=== Фрагмент документа ===

И начал с каким-то наслаждением выкрикивать похабную брань, превратившуюся в нескончаемый и непрерывающийся в течение многих минут монолог, составленный из отборных ругательных слов, их вариаций с многократным упоминанием просто матери, Девы Марии, всех святых, угодников, апостолов, самого бога Саваофа, Иоанна Крестителя и даже Марии Магдалины…
И всё время, пока он изощрялся в «утончённом» и «художественном» изложении своих познаний в священном писании, меня не оставляла мысль, каким же нужно быть недалёким, тупым человеком, чтобы захлёбываясь, слушать самого себя и предполагать, что его речь производит психологический эффект на слушателя.

=== Записи набора данных ===

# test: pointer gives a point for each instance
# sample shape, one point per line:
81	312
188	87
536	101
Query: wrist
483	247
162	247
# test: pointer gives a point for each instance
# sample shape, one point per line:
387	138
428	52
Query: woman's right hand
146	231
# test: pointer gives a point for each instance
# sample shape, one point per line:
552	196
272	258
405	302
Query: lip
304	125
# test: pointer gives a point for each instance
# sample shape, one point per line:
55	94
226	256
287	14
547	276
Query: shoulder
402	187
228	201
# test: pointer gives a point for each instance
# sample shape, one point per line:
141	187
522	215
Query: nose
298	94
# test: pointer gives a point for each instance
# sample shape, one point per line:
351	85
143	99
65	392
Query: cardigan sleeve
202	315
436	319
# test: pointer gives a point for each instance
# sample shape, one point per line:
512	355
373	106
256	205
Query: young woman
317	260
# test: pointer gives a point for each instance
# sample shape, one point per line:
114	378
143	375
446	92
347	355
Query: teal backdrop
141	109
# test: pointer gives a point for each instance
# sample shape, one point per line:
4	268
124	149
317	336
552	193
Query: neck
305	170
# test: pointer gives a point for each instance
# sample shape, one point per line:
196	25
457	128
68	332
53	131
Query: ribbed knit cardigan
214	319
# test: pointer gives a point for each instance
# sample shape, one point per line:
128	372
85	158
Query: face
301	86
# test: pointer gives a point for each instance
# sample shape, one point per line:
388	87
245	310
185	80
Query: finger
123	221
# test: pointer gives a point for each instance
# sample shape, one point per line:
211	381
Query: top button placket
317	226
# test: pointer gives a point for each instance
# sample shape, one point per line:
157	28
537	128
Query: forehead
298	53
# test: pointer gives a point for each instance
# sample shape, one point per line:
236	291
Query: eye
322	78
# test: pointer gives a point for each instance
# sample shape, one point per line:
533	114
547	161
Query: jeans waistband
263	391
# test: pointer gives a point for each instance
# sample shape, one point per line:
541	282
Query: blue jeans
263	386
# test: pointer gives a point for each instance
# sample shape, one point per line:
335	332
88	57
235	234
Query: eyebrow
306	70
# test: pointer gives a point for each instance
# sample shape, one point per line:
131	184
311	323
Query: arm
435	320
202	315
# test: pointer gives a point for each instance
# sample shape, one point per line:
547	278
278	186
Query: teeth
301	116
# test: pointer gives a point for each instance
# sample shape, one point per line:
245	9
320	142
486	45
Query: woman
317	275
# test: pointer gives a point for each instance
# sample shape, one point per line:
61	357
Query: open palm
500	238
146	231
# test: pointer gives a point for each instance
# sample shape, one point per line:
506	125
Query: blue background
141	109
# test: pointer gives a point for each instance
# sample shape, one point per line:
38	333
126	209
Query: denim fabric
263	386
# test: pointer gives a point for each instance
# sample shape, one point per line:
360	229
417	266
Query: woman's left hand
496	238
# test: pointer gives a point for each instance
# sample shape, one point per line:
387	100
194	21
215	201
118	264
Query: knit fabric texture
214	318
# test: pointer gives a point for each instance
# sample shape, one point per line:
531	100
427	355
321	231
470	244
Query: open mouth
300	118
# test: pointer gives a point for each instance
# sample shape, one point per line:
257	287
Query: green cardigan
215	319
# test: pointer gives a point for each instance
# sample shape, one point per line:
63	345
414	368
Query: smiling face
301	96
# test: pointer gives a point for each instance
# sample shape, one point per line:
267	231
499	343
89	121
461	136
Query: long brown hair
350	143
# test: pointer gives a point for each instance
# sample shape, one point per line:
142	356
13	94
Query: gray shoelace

===

Список заданий
a) Ответьте по фрагменту о брани:
(i) Какое имя стоит последним в перечне тех, кого упоминает ругающийся?
(ii) Сколько времени длился его монолог?
(iii) Какими двумя словами в кавычках охарактеризовано изложение его познаний?
b) Пожалуйста, перепишите часть фрагмента о брани между словами "И начал с каким-то" и "эффект на слушателя." включительно, заменив "монолог" на "поток".
c) Подхватите фрагмент о брани и продолжите его после последнего предложения.
Записи даны как самостоятельный материал, отдельно от фрагмента.

Ответы
a)
(i) Мария Магдалина.
(ii) В течение многих минут.
(iii) «утончённом» и «художественном».

b)
И начал с каким-то наслаждением выкрикивать похабную брань, превратившуюся в нескончаемый и непрерывающийся в течение многих минут поток, составленный из отборных ругательных слов, их вариаций с многократным упоминанием просто матери, Девы Марии, всех святых, угодников, апостолов, самого бога Саваофа, Иоанна Крестителя и даже Марии Магдалины…
И всё время, пока он изощрялся в «утончённом» и «художественном» изложении своих познаний в священном писании, меня не оставляла мысль, каким же нужно быть недалёким, тупым человеком, чтобы захлёбываясь, слушать самого себя и предполагать, что его речь производит психологический эффект на слушателя.

c)
Лицо и шея покраснели, глаза округлились, в уголках губ появилась пена. Вынул из кармана платок, вытер взмокшие шею и лоб. Рывком открыл ящик стола, достал папиросу, разминая, порвал её, достал другую, закурил. Затянувшись и выдохнув дым мне в лицо, посмотрел в упор, как бы проверяя эффект от только что произнесённой залпом тирады. В заключение, с нажимом на голосовые связки, произнёс: «Сволочь!» и закончил вопросом:
– Отвечай, гадина, с кем переписывался?!
Ещё не совсем понимая, чего от меня хотят, но уже чувствуя, что всё только что пережитое по пути в кабинет оказалось лишь моим нервным воображением, навеянным созданной обстановкой, мысль, как молния, подсказывает, что смерть, оказывается, ещё далеко, сперва обещают «согнуть», потом «сгноить», а после этого «научить признавать Советскую власть». Вот, оказывается, что придётся перенести, прежде чем придёт смерть!
Догадавшись, наконец, в чём дело, проснулось чувство собственного достоинства, а где-то глубоко внутри – и некоторая доля юмора.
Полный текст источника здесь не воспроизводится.